EXTRACT PROVIDED:
################
Data gathered by Curiosity on Mars is sent to one of the orbiters around the planet then from there to the Deep Space Network: a collection of satellite antenna 70 metres in diameter situation around the world, spaced 120 degrees apart so that the DSN can see in any direction at any time. From there, data is sent to JPL.
Within JPL there are always-on nodes that pre-process the data and upload it to an S3 bucket on Amazon's cloud. While the data is going into S3, NASA is provisioning EC2 nodes that get the data from Amazon's storage service and process it, then re-store the results in S3. From there, scientists around the world can download the data directly.
On the day Curiosity touched down, the system succeeded magnificently by most measures. But getting there was a long journey, and it's the story of how NASA moved from relying on what it could provide on-premise to using the cloud to do the heavy lifting. The implications go far beyond Curiosity: cloud computing is a key factor in letting NASA cope with the onslaught of data its missions, both in the Solar System and on Earth, are increasingly delivering to the world's scientists.
But, years before Curiosity tweeted that it had landed safely on the fourth planet from the Sun, JPL's cloud odyssey had a somewhat less auspicious start; at least from Sham's perspective. And it began with procurement gone wrong.
32GB of what?
"In 2008," Shams told Computerworld Australia, "I had to order a set of servers — actually for the Curiosity mission — and I started off by sending an email to my favourite IT person saying, 'Hey I need these machines.' And then I got an email back saying 'Okay, how much RAM do you need?' 'Okay well here's how much RAM I need.' How much CPU do you need? How much hard drive do you need? What operating system?
"It was a lot of emails that transpired in this process and it turned out — I'd asked, I think for 32 gigs of RAM and they thought I needed 32 gigs of hard drive space and we got the wrong order.
"So talking to Tom [Sodastrom, NASA IT CTO at JPL] and Jim [Rinaldi], our CIO, we went over and we did a retrospective on what this procedure was like."
JPL's 'Seven Minutes of Terror' and the cloud
During the opening keynote at Amazon Web Services' re:Invent conference in Las Vegas, Shams took to the stage to recount the toughest night of his career: The landing of NASA's Curiosity rover on Mars, and his role in making sure it would be shared with the world in real time.
"I'm going to take us back today to the night of August 5th, 2012, when 350 million miles away the Curiosity Mars rover is about to complete its journey to the surface of Mars. Engineers at NASA have worked tirelessly for nearly a decade to make this day a possibility. They have executed countless simulations, tested every individual component. But the system as a whole is about to be tested for the first time.
"We can feel success on the horizon, we can taste the victory. But the smallest mistake can take it all away. Tonight, everything must be perfect. Millions of people are watching this around the world, relying on us to safely land Curiosity. We have deployed Web experiences and video streaming solutions on the cloud to share tonight with the whole world. Tonight, everything must be perfect.
"And tonight we either succeed remarkably or fail spectacularly. We eagerly look towards the sky with anticipation because we know that it all comes down to the next seven minutes: The Seven Minutes of Terror.
################
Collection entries
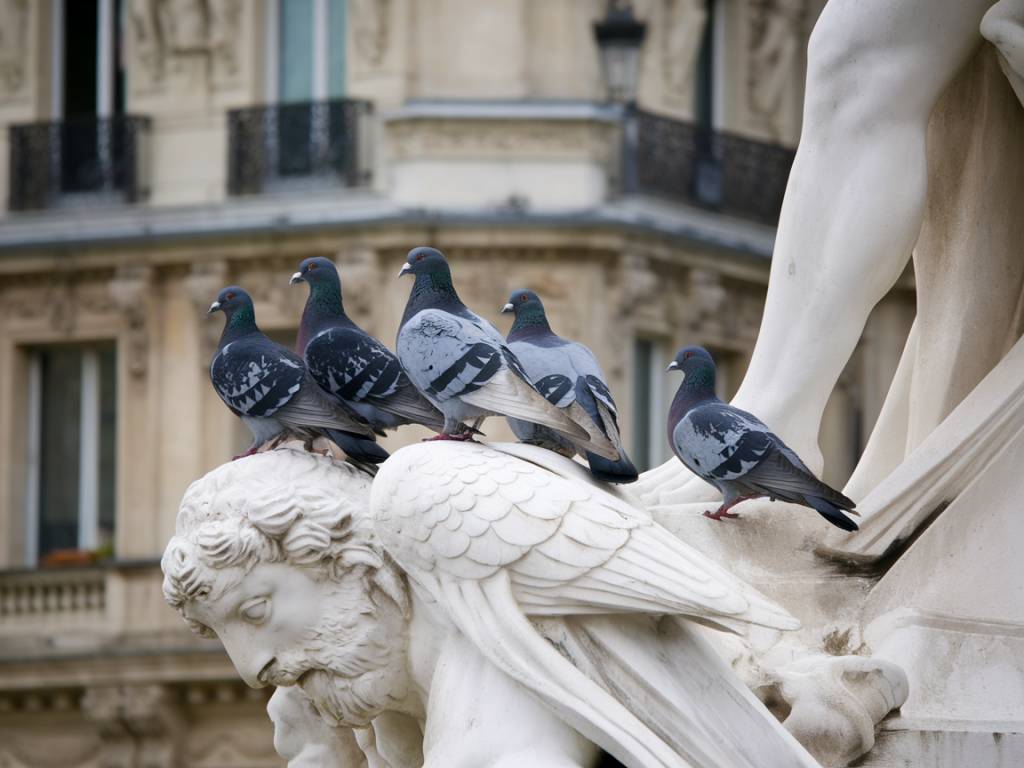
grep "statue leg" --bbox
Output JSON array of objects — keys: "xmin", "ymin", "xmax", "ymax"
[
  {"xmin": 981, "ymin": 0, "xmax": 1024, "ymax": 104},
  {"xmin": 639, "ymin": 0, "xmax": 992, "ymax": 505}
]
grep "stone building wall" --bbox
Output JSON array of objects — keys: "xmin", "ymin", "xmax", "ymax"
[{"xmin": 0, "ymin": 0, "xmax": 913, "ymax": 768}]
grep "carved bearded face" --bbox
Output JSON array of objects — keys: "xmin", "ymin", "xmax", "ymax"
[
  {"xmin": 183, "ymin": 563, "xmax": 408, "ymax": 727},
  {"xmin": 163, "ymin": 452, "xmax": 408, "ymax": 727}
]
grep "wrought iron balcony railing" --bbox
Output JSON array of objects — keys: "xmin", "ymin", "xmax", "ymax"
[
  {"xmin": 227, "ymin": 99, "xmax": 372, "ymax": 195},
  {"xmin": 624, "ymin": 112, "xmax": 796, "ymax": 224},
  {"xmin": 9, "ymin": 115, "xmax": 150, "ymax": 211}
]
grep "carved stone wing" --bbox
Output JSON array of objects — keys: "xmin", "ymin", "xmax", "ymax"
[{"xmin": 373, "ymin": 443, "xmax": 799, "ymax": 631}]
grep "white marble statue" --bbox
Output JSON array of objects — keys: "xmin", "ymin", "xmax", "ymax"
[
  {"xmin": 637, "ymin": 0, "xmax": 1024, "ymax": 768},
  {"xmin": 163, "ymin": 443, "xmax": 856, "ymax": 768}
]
################
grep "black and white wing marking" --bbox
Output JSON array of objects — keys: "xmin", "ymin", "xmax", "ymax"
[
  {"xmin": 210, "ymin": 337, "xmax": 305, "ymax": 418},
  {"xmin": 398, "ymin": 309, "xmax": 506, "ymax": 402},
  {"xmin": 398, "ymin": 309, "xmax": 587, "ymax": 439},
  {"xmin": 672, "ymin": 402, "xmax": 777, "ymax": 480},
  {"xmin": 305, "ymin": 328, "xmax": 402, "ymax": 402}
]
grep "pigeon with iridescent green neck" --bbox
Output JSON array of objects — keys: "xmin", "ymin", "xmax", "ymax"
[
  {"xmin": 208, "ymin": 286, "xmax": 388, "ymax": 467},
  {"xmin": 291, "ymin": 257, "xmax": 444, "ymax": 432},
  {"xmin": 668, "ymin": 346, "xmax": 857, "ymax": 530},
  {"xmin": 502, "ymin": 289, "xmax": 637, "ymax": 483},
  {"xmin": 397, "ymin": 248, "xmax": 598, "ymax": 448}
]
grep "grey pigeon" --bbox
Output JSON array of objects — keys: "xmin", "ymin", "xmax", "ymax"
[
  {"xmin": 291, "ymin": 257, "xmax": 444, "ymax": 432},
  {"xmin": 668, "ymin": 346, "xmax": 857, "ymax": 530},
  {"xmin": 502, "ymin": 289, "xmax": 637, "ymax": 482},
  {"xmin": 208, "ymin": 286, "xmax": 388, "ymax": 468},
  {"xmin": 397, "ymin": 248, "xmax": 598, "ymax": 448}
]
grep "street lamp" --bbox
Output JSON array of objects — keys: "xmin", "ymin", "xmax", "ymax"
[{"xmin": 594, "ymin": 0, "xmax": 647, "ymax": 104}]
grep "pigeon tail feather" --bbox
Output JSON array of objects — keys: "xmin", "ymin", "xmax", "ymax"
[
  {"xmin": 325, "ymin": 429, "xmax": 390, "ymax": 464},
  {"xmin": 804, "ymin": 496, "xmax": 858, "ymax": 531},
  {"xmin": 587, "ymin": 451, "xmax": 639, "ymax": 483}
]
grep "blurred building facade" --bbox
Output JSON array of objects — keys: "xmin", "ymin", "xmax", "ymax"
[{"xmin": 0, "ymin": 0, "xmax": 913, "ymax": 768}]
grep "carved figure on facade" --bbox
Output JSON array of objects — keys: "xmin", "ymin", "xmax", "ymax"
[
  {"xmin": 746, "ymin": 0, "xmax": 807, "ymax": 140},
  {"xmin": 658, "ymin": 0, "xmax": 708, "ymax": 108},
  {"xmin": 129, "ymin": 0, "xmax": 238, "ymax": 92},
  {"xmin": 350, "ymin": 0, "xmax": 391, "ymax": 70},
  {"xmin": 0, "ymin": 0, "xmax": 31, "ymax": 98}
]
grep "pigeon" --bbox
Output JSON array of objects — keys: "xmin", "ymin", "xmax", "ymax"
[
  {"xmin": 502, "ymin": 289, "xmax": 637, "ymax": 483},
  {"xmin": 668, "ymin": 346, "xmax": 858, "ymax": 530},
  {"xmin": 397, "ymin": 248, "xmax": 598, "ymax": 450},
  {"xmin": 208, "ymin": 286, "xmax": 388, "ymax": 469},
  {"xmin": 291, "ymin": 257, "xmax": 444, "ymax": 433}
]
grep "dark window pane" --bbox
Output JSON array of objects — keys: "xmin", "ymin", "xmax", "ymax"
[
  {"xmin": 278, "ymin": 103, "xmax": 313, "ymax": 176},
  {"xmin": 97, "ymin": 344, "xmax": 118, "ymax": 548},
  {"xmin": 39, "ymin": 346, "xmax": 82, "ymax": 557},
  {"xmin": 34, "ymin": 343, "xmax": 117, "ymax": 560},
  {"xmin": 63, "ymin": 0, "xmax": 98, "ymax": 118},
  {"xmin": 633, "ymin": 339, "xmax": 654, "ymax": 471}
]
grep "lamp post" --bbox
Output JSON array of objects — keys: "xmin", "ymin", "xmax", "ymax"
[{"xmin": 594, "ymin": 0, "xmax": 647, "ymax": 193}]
################
WHAT YOU NEED TO DO:
(A) Copy the portion of the Curiosity excerpt from "On the day Curiosity" to "the world's scientists.".
(B) Answer these questions from the Curiosity excerpt:
(i) What is the diameter of the Deep Space Network antennas?
(ii) In what year did Shams have to order a set of servers?
(iii) On what date was the night that Curiosity was about to reach the surface of Mars?
(C) Pick up the Curiosity excerpt after its final sentence and continue it.
These rows have no connection to the Curiosity excerpt.

EXERCISE ANSWERS:
(A)
On the day Curiosity touched down, the system succeeded magnificently by most measures. But getting there was a long journey, and it's the story of how NASA moved from relying on what it could provide on-premise to using the cloud to do the heavy lifting. The implications go far beyond Curiosity: cloud computing is a key factor in letting NASA cope with the onslaught of data its missions, both in the Solar System and on Earth, are increasingly delivering to the world's scientists.

(B)
(i) 70 metres
(ii) 2008
(iii) August 5th, 2012

(C)
"Having developed the data processing pipeline for Curiosity, tonight is the toughest test of my career. As soon as Curiosity lands, bits will flow through my pipeline to be processed, stored then distributed as images to the mission operators and scientists, as well as the rest of the world.
"My heart is pounding as I steal a glance at the AWS health dashboard to ensure that all the services that Curiosity relies today on are up and running. EC2 — check. S3 — check. SWF — check. VPC, ELB, autoscaling, Route53, SimpleDB, RDS — check. CloudFront, CloudFormation, CloudWatch - check.
"It's show time.
"The world watches on the video streaming solution deployed on the cloud. A solution that could withstand the failure of over a dozen data centres and still deliver the live video stream from JPL to you. A solution that could scale over a terabit per second, but one that only requires us to provision and pay for exactly as much capacity as we need. A solution that is possible today only due to the invention of cloud computing.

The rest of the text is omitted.